-- WHAT YOU NEED TO DO --
Beginning at the line with "Tag the finial", output each line to the end of the listing below exactly, please.

* START *

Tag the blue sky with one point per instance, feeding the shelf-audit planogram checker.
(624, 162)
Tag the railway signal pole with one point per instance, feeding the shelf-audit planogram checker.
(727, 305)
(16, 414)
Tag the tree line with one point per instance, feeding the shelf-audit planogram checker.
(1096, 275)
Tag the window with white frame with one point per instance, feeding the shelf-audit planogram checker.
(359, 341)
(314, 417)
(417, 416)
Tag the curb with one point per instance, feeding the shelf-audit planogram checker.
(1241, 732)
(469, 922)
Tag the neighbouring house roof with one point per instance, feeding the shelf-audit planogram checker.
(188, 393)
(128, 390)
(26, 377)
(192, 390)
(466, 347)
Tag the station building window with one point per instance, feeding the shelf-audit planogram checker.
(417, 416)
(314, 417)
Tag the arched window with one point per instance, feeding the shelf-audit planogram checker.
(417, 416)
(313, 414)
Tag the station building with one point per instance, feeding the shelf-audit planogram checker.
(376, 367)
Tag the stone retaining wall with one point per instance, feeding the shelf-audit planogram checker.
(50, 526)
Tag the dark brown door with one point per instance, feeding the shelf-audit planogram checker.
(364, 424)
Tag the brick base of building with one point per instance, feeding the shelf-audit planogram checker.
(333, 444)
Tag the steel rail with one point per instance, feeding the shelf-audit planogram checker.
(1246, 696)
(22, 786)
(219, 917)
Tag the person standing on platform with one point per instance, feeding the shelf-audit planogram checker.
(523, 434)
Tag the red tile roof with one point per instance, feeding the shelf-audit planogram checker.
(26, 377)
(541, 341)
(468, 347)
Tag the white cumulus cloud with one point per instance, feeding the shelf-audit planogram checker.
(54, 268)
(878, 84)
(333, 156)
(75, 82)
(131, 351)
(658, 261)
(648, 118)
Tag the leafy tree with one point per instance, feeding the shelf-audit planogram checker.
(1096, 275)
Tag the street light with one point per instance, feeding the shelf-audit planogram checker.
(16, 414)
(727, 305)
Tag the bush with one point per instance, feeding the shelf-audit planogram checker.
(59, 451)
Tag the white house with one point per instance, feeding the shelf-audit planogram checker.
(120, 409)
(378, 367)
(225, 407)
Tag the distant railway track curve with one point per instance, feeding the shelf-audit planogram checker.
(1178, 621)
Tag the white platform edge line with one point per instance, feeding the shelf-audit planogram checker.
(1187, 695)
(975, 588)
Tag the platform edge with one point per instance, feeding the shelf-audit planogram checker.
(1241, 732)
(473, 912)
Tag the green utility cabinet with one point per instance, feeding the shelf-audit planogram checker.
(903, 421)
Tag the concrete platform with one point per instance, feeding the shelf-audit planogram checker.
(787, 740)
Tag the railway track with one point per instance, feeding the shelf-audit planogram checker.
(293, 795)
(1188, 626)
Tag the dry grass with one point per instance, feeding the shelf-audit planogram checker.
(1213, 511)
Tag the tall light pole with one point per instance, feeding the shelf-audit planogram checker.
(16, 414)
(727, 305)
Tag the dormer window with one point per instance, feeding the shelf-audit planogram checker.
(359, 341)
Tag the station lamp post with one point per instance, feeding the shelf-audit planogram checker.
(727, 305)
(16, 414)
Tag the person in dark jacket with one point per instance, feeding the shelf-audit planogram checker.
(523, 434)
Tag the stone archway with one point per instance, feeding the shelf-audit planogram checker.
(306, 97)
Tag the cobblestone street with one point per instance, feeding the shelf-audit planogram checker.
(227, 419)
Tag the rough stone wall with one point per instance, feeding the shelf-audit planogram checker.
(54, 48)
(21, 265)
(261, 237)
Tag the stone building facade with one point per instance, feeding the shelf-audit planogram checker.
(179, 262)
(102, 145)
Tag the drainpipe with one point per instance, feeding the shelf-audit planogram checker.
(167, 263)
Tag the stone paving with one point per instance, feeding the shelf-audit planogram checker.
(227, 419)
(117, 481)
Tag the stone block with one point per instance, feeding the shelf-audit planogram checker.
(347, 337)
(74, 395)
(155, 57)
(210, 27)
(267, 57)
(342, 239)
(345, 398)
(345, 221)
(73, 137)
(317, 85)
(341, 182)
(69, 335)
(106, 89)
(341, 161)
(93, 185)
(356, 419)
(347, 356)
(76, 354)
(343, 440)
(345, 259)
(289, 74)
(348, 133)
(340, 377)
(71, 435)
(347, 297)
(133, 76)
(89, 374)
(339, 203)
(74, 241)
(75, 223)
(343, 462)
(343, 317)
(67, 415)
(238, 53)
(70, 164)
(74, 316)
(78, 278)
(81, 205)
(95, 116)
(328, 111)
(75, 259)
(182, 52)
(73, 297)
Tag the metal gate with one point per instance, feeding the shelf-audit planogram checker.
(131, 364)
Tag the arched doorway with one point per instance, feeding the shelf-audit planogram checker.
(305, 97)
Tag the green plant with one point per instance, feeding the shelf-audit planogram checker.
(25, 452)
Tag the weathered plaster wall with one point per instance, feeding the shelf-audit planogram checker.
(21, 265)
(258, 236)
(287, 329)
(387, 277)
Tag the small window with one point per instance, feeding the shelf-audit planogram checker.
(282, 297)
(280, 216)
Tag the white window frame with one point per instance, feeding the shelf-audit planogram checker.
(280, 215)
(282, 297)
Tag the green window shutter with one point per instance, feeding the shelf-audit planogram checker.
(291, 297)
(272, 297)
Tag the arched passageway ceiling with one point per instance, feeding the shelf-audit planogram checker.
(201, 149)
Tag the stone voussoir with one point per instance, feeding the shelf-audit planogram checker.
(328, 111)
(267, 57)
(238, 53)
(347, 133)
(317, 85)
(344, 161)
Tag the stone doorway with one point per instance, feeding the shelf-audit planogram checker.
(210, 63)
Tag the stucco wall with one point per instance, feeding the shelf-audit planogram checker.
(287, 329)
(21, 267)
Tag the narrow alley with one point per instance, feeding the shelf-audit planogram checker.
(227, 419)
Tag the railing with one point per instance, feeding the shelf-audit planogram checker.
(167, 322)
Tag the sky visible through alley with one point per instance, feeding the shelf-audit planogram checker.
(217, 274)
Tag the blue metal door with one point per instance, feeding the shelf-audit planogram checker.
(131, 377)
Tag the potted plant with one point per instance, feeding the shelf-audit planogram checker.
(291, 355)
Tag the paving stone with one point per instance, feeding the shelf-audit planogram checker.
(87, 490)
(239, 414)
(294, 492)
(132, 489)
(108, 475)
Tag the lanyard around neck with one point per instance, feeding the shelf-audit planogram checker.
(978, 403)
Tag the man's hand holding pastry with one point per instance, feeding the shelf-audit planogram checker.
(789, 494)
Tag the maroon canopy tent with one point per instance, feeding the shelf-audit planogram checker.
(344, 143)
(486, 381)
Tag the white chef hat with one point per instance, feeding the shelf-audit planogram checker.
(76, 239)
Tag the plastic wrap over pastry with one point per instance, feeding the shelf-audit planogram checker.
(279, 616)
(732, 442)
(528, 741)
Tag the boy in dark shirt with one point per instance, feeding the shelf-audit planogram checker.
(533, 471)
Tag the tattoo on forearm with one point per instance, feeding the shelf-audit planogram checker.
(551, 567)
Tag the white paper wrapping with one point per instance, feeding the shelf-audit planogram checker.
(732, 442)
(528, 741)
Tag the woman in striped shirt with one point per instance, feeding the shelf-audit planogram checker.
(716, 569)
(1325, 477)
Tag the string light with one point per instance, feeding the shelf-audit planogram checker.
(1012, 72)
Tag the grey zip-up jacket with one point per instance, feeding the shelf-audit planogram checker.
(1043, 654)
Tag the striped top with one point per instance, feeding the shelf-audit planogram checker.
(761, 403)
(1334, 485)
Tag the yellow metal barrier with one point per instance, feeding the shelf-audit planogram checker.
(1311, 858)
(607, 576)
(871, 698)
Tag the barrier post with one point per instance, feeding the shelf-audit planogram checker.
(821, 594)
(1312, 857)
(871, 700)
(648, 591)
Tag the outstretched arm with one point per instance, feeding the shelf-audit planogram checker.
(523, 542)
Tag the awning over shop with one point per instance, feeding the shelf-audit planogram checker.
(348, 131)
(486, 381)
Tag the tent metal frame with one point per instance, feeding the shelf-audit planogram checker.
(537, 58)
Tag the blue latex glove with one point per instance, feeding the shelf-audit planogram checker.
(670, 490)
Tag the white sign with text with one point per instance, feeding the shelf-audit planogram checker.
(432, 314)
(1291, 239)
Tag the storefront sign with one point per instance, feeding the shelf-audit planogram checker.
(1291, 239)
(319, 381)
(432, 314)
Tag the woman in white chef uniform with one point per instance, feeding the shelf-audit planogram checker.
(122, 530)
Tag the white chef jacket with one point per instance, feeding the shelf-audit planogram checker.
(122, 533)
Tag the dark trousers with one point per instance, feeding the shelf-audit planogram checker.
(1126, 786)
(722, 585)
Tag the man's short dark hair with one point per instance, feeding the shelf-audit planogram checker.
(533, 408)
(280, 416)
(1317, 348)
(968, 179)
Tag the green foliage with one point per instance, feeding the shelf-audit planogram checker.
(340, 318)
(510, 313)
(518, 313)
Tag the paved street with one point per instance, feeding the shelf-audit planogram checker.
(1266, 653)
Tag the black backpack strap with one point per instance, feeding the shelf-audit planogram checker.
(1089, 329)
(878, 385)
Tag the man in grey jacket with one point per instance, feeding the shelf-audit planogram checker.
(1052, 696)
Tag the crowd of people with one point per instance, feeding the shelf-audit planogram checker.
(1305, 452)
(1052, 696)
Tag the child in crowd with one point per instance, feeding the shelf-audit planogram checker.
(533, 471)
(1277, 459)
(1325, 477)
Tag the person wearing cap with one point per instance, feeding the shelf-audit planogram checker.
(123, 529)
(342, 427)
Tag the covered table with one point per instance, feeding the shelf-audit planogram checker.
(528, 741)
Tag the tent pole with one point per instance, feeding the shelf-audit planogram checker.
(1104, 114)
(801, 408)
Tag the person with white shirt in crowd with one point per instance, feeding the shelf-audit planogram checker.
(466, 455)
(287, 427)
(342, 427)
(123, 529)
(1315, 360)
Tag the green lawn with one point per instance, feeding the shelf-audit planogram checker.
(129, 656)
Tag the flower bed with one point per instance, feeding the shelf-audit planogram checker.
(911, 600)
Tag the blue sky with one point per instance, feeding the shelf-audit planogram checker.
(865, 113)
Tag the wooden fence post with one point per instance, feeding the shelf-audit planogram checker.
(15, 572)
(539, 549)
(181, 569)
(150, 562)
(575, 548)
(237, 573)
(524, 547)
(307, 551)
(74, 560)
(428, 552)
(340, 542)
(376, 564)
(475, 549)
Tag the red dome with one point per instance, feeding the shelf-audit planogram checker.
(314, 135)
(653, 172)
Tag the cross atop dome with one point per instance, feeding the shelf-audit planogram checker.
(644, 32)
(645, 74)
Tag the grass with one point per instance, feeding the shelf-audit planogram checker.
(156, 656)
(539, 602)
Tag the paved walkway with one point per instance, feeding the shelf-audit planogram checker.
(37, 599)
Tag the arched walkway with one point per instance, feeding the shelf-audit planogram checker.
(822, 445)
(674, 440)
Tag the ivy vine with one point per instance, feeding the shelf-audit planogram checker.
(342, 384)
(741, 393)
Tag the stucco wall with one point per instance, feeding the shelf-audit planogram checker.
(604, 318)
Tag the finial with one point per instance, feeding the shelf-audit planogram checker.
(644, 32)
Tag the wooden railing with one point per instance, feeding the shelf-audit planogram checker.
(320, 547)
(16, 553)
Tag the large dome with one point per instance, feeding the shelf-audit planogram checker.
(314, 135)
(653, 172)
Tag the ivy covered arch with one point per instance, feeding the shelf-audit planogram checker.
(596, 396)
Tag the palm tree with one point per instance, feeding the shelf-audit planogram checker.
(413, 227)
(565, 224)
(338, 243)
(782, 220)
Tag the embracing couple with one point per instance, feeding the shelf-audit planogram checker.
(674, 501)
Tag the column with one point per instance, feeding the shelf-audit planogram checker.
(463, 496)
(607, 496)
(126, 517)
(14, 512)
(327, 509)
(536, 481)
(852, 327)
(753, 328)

* END *

-- CORRECT ANSWER --
Tag the finial with one point per instance, feeding the shelf-audit planogram checker.
(644, 32)
Tag the wooden railing with one point per instance, feeding the shelf-audit planogram checker.
(320, 547)
(16, 553)
Tag the large dome with one point per instance, feeding the shelf-audit planogram checker.
(314, 135)
(653, 172)
Tag the ivy covered arch with one point per instance, feeding the shelf-audit planogram checker.
(596, 396)
Tag the palm tree with one point per instance, feeding the shelf-audit planogram checker.
(413, 227)
(565, 224)
(338, 243)
(782, 220)
Tag the embracing couple with one point per instance, feeding the shelf-audit planogram checker.
(674, 501)
Tag the column with one point per instance, feeding the shelf-audit planogram checker.
(463, 496)
(607, 496)
(126, 517)
(14, 512)
(327, 509)
(536, 481)
(852, 327)
(753, 328)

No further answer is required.